What you have to do =
Exact transcription of the data below is required, without the images.

┌─ Given data

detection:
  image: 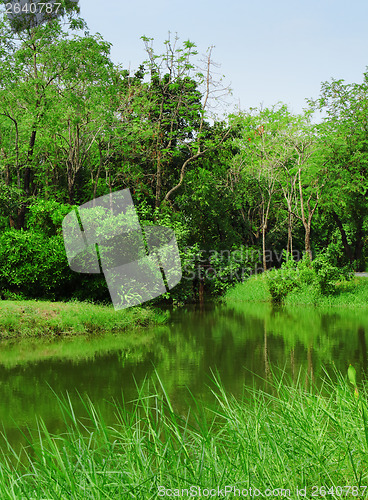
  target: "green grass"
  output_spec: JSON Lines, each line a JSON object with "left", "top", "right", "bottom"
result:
{"left": 225, "top": 274, "right": 368, "bottom": 309}
{"left": 285, "top": 277, "right": 368, "bottom": 308}
{"left": 0, "top": 371, "right": 367, "bottom": 498}
{"left": 224, "top": 274, "right": 271, "bottom": 303}
{"left": 0, "top": 300, "right": 168, "bottom": 339}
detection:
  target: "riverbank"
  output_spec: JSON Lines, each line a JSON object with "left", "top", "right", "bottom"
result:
{"left": 225, "top": 273, "right": 368, "bottom": 308}
{"left": 0, "top": 300, "right": 168, "bottom": 339}
{"left": 0, "top": 372, "right": 365, "bottom": 497}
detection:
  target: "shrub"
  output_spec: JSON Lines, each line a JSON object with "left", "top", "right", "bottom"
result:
{"left": 266, "top": 256, "right": 300, "bottom": 303}
{"left": 0, "top": 230, "right": 77, "bottom": 299}
{"left": 312, "top": 252, "right": 352, "bottom": 295}
{"left": 27, "top": 199, "right": 73, "bottom": 236}
{"left": 265, "top": 251, "right": 353, "bottom": 303}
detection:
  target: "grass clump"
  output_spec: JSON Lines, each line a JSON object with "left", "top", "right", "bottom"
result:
{"left": 265, "top": 252, "right": 353, "bottom": 304}
{"left": 225, "top": 252, "right": 365, "bottom": 308}
{"left": 0, "top": 300, "right": 168, "bottom": 339}
{"left": 224, "top": 274, "right": 271, "bottom": 303}
{"left": 0, "top": 371, "right": 367, "bottom": 497}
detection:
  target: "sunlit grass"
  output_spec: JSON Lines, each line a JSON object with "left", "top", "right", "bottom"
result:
{"left": 224, "top": 274, "right": 270, "bottom": 302}
{"left": 0, "top": 371, "right": 366, "bottom": 497}
{"left": 225, "top": 274, "right": 368, "bottom": 308}
{"left": 0, "top": 300, "right": 168, "bottom": 339}
{"left": 285, "top": 277, "right": 368, "bottom": 307}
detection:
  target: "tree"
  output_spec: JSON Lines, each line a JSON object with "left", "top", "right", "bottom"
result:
{"left": 0, "top": 9, "right": 84, "bottom": 224}
{"left": 0, "top": 11, "right": 118, "bottom": 216}
{"left": 309, "top": 72, "right": 368, "bottom": 269}
{"left": 140, "top": 35, "right": 231, "bottom": 209}
{"left": 284, "top": 118, "right": 319, "bottom": 260}
{"left": 232, "top": 105, "right": 296, "bottom": 270}
{"left": 44, "top": 34, "right": 117, "bottom": 203}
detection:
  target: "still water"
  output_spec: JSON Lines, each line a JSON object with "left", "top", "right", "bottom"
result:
{"left": 1, "top": 301, "right": 367, "bottom": 448}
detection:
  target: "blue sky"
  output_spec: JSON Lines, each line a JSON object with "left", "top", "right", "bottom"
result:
{"left": 80, "top": 0, "right": 367, "bottom": 116}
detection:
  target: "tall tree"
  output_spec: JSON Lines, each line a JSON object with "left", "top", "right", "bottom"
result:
{"left": 0, "top": 9, "right": 84, "bottom": 224}
{"left": 141, "top": 35, "right": 230, "bottom": 208}
{"left": 232, "top": 105, "right": 295, "bottom": 270}
{"left": 0, "top": 12, "right": 117, "bottom": 215}
{"left": 309, "top": 72, "right": 368, "bottom": 268}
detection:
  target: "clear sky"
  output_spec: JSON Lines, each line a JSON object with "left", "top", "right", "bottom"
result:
{"left": 79, "top": 0, "right": 367, "bottom": 116}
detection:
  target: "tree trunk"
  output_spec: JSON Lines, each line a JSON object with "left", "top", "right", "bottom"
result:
{"left": 155, "top": 152, "right": 162, "bottom": 208}
{"left": 17, "top": 203, "right": 26, "bottom": 229}
{"left": 16, "top": 128, "right": 37, "bottom": 229}
{"left": 67, "top": 159, "right": 75, "bottom": 204}
{"left": 262, "top": 225, "right": 267, "bottom": 272}
{"left": 331, "top": 210, "right": 352, "bottom": 263}
{"left": 298, "top": 168, "right": 317, "bottom": 260}
{"left": 286, "top": 209, "right": 293, "bottom": 257}
{"left": 25, "top": 129, "right": 37, "bottom": 195}
{"left": 354, "top": 223, "right": 364, "bottom": 268}
{"left": 305, "top": 223, "right": 312, "bottom": 260}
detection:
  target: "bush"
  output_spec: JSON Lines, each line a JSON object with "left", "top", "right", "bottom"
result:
{"left": 265, "top": 251, "right": 353, "bottom": 303}
{"left": 0, "top": 183, "right": 24, "bottom": 225}
{"left": 0, "top": 230, "right": 77, "bottom": 299}
{"left": 297, "top": 252, "right": 315, "bottom": 285}
{"left": 0, "top": 197, "right": 115, "bottom": 302}
{"left": 312, "top": 252, "right": 353, "bottom": 295}
{"left": 27, "top": 199, "right": 73, "bottom": 236}
{"left": 266, "top": 256, "right": 300, "bottom": 303}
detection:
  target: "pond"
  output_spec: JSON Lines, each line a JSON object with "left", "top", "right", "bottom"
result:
{"left": 1, "top": 301, "right": 367, "bottom": 450}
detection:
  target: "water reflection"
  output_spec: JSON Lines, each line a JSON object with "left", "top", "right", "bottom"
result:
{"left": 0, "top": 302, "right": 367, "bottom": 450}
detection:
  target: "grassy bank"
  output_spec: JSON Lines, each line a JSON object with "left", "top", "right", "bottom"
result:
{"left": 0, "top": 371, "right": 366, "bottom": 497}
{"left": 0, "top": 300, "right": 168, "bottom": 339}
{"left": 225, "top": 274, "right": 368, "bottom": 308}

└─

Result of this task =
detection:
  image: 
  target: "green grass"
  output_spec: JSON Lines, each line a JSON object with "left", "top", "right", "bottom"
result:
{"left": 225, "top": 274, "right": 368, "bottom": 309}
{"left": 285, "top": 277, "right": 368, "bottom": 308}
{"left": 0, "top": 371, "right": 367, "bottom": 498}
{"left": 224, "top": 274, "right": 271, "bottom": 303}
{"left": 0, "top": 300, "right": 168, "bottom": 339}
detection:
  target: "riverbank"
  output_spec: JSON Lines, each line a JSON object with "left", "top", "right", "bottom"
result:
{"left": 225, "top": 273, "right": 368, "bottom": 308}
{"left": 0, "top": 300, "right": 168, "bottom": 339}
{"left": 0, "top": 372, "right": 365, "bottom": 497}
detection:
  target: "shrub"
  output_spec: JSON Lines, each line a JSON object with "left", "top", "right", "bottom"
result:
{"left": 266, "top": 256, "right": 300, "bottom": 303}
{"left": 0, "top": 230, "right": 77, "bottom": 299}
{"left": 312, "top": 252, "right": 352, "bottom": 295}
{"left": 27, "top": 199, "right": 73, "bottom": 236}
{"left": 265, "top": 251, "right": 353, "bottom": 303}
detection:
  target: "grass clump"
  output_spec: JSON Lines, each line a JSON object with "left", "top", "right", "bottom"
result:
{"left": 265, "top": 252, "right": 353, "bottom": 304}
{"left": 225, "top": 252, "right": 365, "bottom": 308}
{"left": 0, "top": 300, "right": 168, "bottom": 339}
{"left": 224, "top": 274, "right": 271, "bottom": 303}
{"left": 0, "top": 371, "right": 367, "bottom": 497}
detection:
  target: "sunlit grass"
  output_spec: JSON Lines, each line a JSON object with "left", "top", "right", "bottom"
result:
{"left": 224, "top": 274, "right": 270, "bottom": 302}
{"left": 0, "top": 371, "right": 366, "bottom": 497}
{"left": 225, "top": 274, "right": 368, "bottom": 308}
{"left": 0, "top": 300, "right": 168, "bottom": 339}
{"left": 285, "top": 277, "right": 368, "bottom": 307}
detection:
  target: "tree"
  output_spec: JSON Lines, each line a JSON object with "left", "top", "right", "bottom"
result:
{"left": 0, "top": 9, "right": 84, "bottom": 224}
{"left": 0, "top": 11, "right": 118, "bottom": 216}
{"left": 309, "top": 72, "right": 368, "bottom": 269}
{"left": 140, "top": 35, "right": 231, "bottom": 209}
{"left": 284, "top": 118, "right": 319, "bottom": 260}
{"left": 232, "top": 105, "right": 296, "bottom": 270}
{"left": 44, "top": 34, "right": 117, "bottom": 203}
detection:
  target: "still water"
  output_spec: JSON Lines, each line a JSON object with "left", "top", "right", "bottom"
result:
{"left": 1, "top": 301, "right": 367, "bottom": 448}
detection:
  target: "blue sky"
  output_spec: JSON Lines, each line a JSON object with "left", "top", "right", "bottom"
result:
{"left": 80, "top": 0, "right": 367, "bottom": 116}
detection:
  target: "tall tree"
  output_spec: JSON Lines, each line a JSON object with "left", "top", "right", "bottom"
result:
{"left": 0, "top": 9, "right": 84, "bottom": 224}
{"left": 141, "top": 35, "right": 230, "bottom": 208}
{"left": 232, "top": 105, "right": 295, "bottom": 270}
{"left": 0, "top": 12, "right": 117, "bottom": 215}
{"left": 309, "top": 72, "right": 368, "bottom": 268}
detection:
  target: "clear sky"
  output_spec: JSON Lines, each line a JSON object with "left", "top", "right", "bottom"
result:
{"left": 79, "top": 0, "right": 367, "bottom": 116}
detection:
  target: "tree trunk"
  output_spec: JSON Lines, each line a JSON object with "left", "top", "right", "bottom"
result:
{"left": 155, "top": 152, "right": 162, "bottom": 208}
{"left": 17, "top": 203, "right": 26, "bottom": 229}
{"left": 16, "top": 128, "right": 37, "bottom": 229}
{"left": 67, "top": 159, "right": 75, "bottom": 204}
{"left": 262, "top": 225, "right": 267, "bottom": 272}
{"left": 331, "top": 210, "right": 352, "bottom": 263}
{"left": 298, "top": 168, "right": 317, "bottom": 260}
{"left": 286, "top": 209, "right": 293, "bottom": 257}
{"left": 25, "top": 129, "right": 37, "bottom": 195}
{"left": 354, "top": 223, "right": 364, "bottom": 268}
{"left": 305, "top": 223, "right": 312, "bottom": 260}
detection:
  target: "bush"
  output_spec: JSON Lines, each line a JSON object with "left", "top", "right", "bottom"
result:
{"left": 265, "top": 251, "right": 353, "bottom": 303}
{"left": 0, "top": 183, "right": 24, "bottom": 225}
{"left": 0, "top": 230, "right": 77, "bottom": 299}
{"left": 297, "top": 252, "right": 315, "bottom": 285}
{"left": 0, "top": 197, "right": 115, "bottom": 302}
{"left": 312, "top": 252, "right": 353, "bottom": 295}
{"left": 27, "top": 199, "right": 73, "bottom": 236}
{"left": 266, "top": 256, "right": 300, "bottom": 303}
detection:
  target: "pond"
  output_spec: JSON Lines, each line a JSON object with "left", "top", "right", "bottom"
result:
{"left": 1, "top": 301, "right": 367, "bottom": 450}
detection:
  target: "water reflection"
  output_spec: JSON Lines, each line a JSON object with "left", "top", "right", "bottom"
result:
{"left": 0, "top": 302, "right": 367, "bottom": 450}
detection:
  target: "grassy bank"
  output_spec: JSON Lines, each line a JSON object with "left", "top", "right", "bottom"
result:
{"left": 0, "top": 371, "right": 366, "bottom": 497}
{"left": 0, "top": 300, "right": 168, "bottom": 339}
{"left": 225, "top": 274, "right": 368, "bottom": 308}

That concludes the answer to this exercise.